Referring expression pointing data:
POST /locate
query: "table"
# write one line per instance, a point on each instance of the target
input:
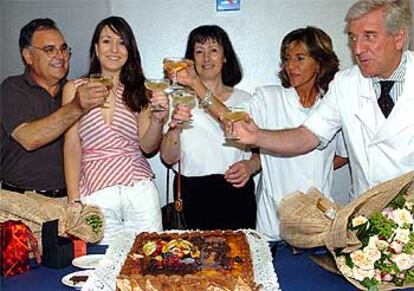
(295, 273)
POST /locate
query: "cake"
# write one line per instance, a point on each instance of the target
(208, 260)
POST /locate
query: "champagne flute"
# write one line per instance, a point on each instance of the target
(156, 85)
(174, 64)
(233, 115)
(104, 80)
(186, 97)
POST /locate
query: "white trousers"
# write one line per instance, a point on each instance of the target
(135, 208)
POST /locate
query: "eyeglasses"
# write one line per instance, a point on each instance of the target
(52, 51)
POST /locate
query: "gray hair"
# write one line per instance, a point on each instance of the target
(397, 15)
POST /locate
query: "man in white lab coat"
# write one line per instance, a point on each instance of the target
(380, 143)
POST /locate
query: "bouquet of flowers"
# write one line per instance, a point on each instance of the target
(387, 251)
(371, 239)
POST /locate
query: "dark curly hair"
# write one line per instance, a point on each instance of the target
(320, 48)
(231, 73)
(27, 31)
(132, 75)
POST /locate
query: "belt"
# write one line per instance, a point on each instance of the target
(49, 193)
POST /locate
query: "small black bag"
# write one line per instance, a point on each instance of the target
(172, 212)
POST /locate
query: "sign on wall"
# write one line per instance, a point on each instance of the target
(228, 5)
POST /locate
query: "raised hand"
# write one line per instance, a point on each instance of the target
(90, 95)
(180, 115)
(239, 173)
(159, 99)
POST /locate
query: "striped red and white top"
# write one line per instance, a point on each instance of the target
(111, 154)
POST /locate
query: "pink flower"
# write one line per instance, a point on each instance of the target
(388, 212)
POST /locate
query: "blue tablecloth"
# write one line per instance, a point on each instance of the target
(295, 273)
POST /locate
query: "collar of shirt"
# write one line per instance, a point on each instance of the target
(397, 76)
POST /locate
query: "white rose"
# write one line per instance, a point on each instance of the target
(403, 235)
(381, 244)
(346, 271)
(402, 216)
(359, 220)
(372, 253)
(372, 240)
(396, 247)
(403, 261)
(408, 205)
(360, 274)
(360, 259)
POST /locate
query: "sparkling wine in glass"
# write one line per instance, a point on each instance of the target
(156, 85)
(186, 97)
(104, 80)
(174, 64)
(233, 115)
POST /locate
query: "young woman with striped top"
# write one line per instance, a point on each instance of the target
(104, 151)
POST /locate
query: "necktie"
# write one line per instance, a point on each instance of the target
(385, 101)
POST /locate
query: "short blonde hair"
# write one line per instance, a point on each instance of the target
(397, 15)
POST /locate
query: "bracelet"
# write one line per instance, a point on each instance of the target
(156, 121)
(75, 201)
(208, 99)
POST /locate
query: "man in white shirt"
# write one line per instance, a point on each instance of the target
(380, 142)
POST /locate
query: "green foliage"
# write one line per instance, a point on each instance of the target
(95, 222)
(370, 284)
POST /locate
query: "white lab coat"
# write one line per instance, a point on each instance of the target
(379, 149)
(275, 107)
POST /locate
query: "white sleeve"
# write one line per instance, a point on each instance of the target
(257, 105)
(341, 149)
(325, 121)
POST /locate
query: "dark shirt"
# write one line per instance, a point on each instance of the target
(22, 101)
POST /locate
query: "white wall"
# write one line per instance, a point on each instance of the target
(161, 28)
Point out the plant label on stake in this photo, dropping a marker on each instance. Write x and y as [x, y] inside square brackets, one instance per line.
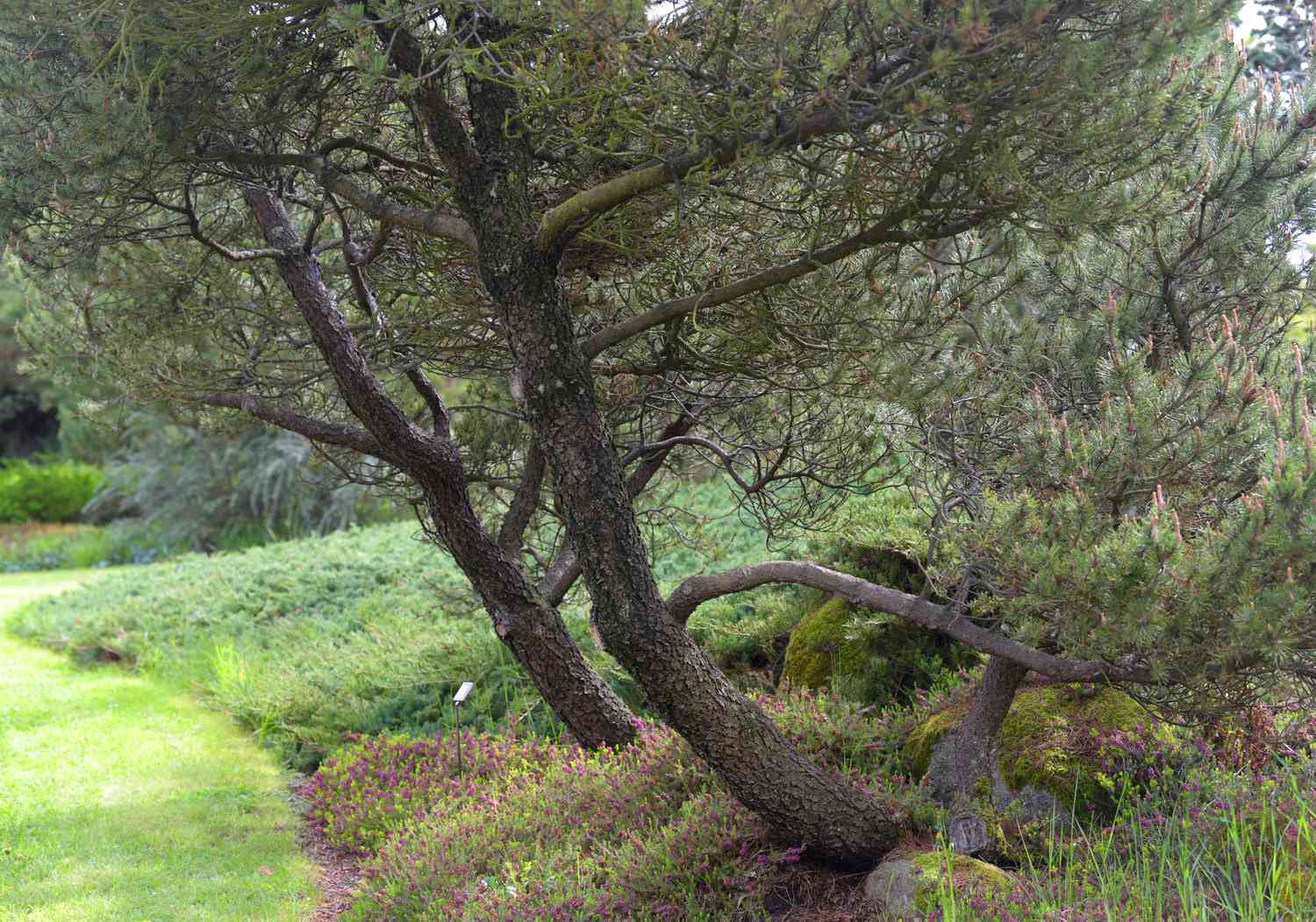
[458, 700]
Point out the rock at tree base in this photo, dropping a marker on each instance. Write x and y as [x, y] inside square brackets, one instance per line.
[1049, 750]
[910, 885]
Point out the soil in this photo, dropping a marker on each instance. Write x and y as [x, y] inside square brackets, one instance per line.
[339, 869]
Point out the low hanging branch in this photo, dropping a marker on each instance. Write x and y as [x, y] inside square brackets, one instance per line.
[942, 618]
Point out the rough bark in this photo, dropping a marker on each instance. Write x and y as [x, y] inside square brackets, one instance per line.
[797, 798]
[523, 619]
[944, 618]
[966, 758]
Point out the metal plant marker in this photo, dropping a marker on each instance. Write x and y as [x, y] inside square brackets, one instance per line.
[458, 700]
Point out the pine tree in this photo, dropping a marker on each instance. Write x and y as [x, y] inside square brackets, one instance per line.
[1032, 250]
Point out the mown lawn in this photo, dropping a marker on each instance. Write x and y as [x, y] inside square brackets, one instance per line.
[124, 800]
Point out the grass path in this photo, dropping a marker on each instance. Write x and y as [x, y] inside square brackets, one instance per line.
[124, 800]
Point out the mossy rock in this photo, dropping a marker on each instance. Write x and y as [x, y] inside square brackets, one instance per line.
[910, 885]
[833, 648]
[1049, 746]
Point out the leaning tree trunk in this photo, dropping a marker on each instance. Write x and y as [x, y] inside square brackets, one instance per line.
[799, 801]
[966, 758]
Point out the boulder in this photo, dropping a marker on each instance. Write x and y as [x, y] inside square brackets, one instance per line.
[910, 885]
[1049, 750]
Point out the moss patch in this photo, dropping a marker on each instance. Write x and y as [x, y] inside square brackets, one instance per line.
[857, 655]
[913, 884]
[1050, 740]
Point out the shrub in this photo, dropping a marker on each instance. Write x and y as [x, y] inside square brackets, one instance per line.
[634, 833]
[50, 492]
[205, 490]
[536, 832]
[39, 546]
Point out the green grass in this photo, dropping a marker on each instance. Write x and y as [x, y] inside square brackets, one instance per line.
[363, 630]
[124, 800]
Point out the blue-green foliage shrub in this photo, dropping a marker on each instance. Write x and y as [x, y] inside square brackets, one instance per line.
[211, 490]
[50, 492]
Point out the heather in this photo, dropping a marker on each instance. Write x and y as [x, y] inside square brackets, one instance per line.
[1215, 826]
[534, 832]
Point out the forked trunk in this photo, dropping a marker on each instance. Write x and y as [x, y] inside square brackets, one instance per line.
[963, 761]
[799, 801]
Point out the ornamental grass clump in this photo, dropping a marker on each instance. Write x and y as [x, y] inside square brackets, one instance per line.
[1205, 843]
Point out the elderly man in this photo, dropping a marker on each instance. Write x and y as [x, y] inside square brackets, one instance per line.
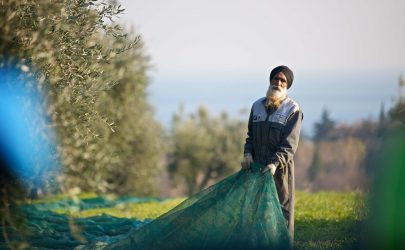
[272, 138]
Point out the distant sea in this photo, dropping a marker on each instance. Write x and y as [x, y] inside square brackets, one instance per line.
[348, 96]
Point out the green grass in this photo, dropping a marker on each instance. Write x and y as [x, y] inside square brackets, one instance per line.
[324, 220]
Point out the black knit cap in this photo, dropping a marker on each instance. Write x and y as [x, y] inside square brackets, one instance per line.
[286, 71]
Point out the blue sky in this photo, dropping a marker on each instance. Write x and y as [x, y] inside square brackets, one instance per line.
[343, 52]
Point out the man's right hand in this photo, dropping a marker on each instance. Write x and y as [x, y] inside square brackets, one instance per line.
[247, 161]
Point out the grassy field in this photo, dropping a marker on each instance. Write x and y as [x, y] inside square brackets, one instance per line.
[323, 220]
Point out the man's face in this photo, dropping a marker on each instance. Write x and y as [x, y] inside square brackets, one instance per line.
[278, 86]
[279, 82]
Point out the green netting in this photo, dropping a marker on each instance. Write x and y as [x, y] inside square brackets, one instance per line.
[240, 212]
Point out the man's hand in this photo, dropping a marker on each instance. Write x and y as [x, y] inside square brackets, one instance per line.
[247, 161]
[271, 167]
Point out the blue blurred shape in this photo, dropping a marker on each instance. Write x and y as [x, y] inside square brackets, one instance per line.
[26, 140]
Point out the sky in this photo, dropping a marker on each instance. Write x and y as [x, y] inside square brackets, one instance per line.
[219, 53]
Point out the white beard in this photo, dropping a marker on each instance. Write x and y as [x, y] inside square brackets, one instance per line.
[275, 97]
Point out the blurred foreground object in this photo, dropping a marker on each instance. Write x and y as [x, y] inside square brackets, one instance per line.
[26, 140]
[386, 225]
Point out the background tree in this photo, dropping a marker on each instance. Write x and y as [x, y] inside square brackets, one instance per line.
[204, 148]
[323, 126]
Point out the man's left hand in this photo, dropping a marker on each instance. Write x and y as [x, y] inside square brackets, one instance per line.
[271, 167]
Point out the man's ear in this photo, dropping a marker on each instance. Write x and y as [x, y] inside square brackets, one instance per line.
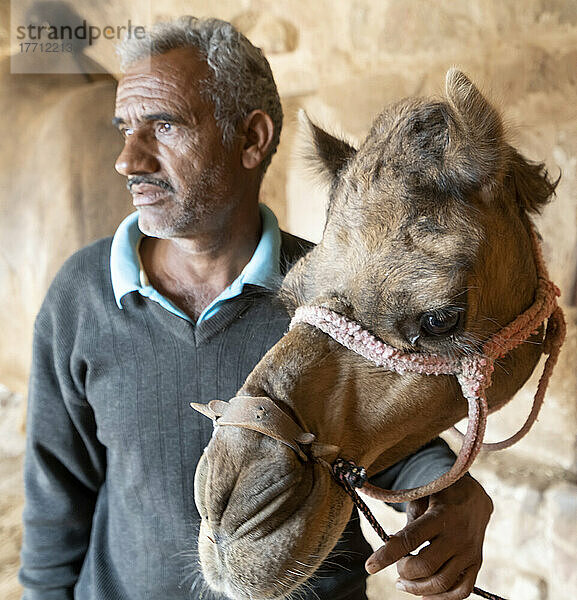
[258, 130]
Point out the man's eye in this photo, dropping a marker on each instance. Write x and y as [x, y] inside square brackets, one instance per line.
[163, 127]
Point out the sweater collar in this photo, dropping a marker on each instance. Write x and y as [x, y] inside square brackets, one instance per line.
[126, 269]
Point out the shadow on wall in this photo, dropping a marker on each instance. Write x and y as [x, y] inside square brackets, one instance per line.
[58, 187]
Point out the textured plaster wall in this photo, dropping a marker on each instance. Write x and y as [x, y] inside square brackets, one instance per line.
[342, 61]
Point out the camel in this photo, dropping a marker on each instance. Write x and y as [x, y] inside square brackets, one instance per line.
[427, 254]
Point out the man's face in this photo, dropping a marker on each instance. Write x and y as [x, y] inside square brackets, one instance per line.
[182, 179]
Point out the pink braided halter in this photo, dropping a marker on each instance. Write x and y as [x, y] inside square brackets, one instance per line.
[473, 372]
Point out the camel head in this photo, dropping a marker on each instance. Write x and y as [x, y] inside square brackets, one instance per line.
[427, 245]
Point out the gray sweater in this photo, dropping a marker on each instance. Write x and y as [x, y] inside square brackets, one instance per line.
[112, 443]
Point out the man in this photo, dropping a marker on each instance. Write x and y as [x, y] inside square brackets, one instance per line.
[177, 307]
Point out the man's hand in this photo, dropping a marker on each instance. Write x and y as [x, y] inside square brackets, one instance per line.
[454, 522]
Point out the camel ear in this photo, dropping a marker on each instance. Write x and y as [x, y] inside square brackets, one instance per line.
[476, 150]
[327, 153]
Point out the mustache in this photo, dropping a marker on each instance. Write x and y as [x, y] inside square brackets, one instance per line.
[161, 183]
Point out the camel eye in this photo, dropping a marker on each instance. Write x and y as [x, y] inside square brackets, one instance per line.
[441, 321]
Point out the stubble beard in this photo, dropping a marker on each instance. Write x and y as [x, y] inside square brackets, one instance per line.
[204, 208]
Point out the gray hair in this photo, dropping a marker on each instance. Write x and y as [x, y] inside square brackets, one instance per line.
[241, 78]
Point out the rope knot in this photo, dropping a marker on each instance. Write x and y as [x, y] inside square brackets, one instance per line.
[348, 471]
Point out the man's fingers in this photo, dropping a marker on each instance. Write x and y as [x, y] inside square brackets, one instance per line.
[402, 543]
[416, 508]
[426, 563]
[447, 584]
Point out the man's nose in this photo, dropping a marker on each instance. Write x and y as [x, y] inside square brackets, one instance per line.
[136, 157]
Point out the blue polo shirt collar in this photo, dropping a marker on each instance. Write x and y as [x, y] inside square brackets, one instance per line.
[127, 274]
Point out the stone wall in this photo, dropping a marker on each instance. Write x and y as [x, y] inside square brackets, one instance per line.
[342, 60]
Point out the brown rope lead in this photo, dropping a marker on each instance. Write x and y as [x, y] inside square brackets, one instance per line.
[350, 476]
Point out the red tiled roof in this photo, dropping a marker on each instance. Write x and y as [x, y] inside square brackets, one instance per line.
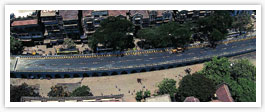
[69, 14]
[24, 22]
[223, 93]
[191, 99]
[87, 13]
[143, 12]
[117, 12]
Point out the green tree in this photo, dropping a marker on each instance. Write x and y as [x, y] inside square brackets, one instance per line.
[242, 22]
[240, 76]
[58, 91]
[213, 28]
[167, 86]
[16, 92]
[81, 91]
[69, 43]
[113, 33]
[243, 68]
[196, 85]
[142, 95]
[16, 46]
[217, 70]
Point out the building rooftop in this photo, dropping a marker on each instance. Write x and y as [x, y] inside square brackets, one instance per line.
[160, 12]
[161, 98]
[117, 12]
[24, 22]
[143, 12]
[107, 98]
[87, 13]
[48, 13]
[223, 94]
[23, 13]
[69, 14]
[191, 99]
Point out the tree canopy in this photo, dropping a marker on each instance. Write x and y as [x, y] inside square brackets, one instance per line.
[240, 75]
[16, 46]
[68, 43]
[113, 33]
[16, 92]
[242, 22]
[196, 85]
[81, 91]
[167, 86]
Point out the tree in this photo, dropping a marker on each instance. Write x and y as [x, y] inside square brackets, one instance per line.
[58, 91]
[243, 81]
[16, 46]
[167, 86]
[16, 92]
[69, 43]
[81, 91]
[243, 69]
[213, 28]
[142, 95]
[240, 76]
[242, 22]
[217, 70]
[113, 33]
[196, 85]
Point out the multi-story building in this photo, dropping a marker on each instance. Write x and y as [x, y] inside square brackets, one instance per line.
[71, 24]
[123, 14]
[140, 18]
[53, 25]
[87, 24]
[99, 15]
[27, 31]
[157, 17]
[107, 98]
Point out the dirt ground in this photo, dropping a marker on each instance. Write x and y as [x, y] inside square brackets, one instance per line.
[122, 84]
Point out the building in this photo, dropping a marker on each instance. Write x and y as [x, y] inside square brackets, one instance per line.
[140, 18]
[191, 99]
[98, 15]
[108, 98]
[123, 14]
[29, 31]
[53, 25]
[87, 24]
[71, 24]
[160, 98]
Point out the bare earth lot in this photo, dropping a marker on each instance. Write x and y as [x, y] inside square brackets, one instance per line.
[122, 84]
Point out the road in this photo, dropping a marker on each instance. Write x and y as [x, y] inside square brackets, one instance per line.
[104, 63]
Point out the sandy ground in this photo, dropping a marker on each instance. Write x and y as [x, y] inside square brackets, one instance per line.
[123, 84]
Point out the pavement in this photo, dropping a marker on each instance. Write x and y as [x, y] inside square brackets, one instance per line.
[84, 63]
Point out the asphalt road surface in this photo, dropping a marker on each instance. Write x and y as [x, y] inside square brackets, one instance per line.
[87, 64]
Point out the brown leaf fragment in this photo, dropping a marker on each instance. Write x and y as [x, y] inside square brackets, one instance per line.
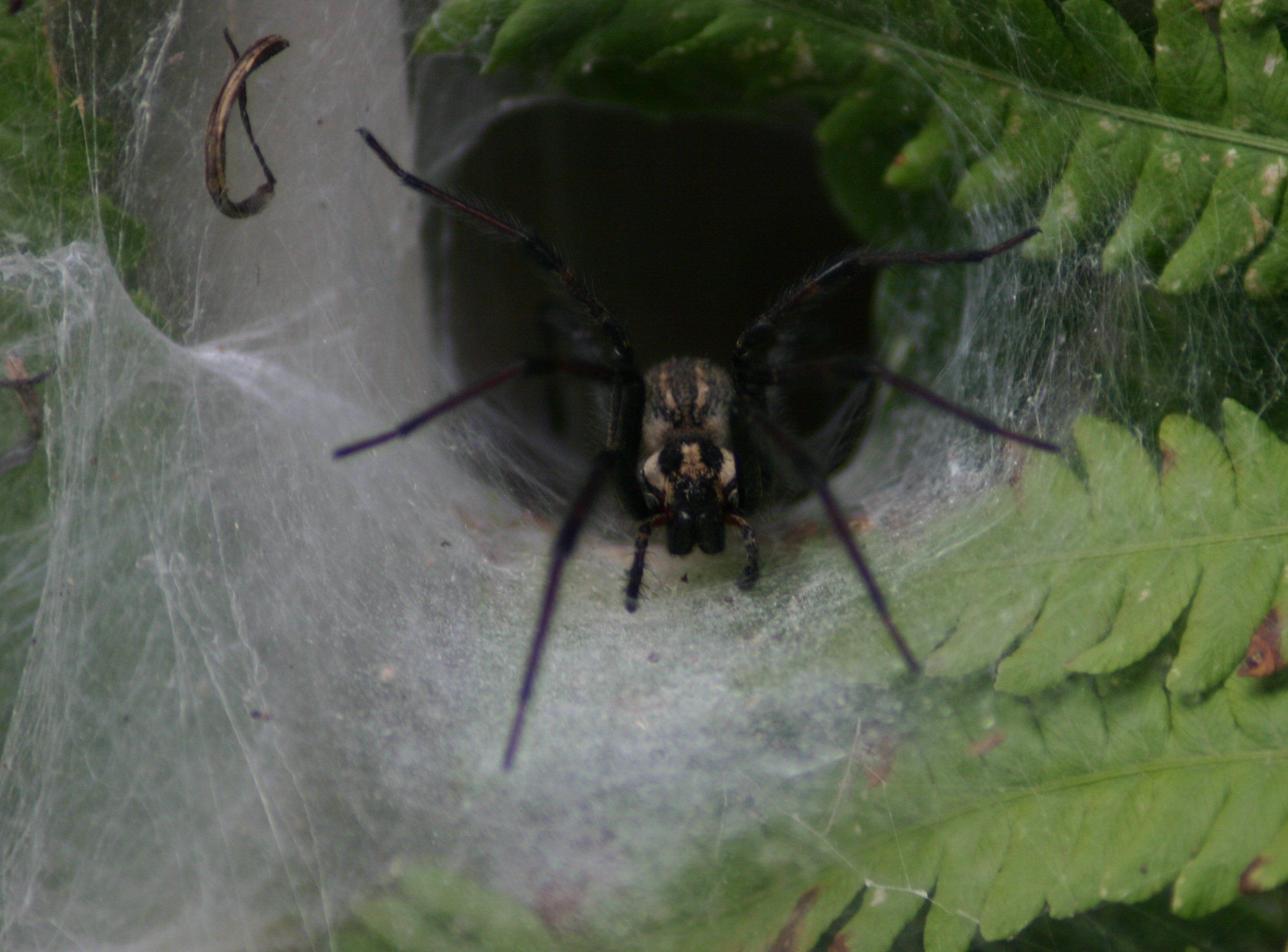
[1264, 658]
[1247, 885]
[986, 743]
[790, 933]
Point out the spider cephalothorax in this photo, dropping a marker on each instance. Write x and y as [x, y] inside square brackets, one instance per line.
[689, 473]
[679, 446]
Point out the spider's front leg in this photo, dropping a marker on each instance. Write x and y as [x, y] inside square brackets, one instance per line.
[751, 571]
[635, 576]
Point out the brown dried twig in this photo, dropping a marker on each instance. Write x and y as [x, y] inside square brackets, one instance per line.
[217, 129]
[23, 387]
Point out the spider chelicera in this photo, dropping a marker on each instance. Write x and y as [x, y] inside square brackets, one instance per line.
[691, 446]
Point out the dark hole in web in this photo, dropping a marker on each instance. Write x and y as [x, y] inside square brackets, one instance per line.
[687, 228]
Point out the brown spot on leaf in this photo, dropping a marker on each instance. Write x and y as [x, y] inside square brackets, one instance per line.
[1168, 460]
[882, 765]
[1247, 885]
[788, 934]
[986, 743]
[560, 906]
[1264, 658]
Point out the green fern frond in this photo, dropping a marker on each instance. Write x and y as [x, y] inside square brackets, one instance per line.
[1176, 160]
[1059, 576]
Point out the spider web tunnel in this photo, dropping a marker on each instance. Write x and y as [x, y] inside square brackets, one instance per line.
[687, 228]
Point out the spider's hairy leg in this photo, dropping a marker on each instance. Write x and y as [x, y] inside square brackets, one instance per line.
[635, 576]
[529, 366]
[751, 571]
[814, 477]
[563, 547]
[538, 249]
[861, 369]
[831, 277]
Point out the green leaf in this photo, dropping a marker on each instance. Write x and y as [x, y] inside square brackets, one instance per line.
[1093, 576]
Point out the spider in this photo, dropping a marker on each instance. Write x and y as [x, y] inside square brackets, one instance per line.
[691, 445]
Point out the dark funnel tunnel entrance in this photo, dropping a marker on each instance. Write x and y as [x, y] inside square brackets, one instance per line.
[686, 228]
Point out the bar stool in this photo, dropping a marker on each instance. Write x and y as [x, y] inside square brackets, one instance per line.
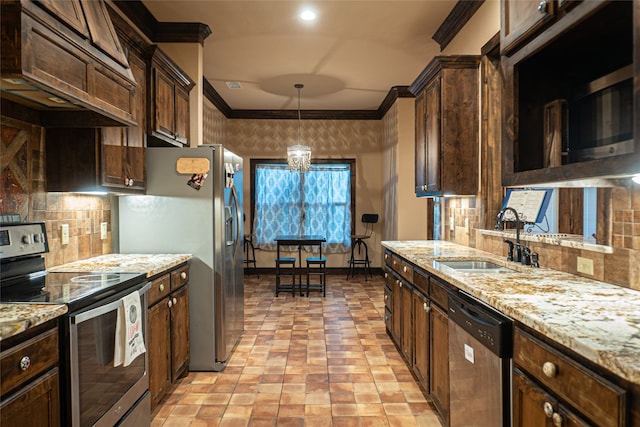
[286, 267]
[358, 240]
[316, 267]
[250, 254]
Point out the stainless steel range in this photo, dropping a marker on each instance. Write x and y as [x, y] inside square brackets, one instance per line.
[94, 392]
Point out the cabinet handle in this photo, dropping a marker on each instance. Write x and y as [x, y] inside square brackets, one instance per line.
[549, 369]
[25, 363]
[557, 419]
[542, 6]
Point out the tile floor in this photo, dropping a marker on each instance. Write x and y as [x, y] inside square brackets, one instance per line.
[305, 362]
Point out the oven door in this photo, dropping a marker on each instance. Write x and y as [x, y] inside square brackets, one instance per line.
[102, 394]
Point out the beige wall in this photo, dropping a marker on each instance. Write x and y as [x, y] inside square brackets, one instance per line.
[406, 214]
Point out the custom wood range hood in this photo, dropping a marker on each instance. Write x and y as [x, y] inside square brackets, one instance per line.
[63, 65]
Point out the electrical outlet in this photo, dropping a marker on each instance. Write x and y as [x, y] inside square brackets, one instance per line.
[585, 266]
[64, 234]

Work item: The answer must be every line of the data that contains the word "coat".

Answer below:
query: "man in white lab coat"
query: "white lab coat"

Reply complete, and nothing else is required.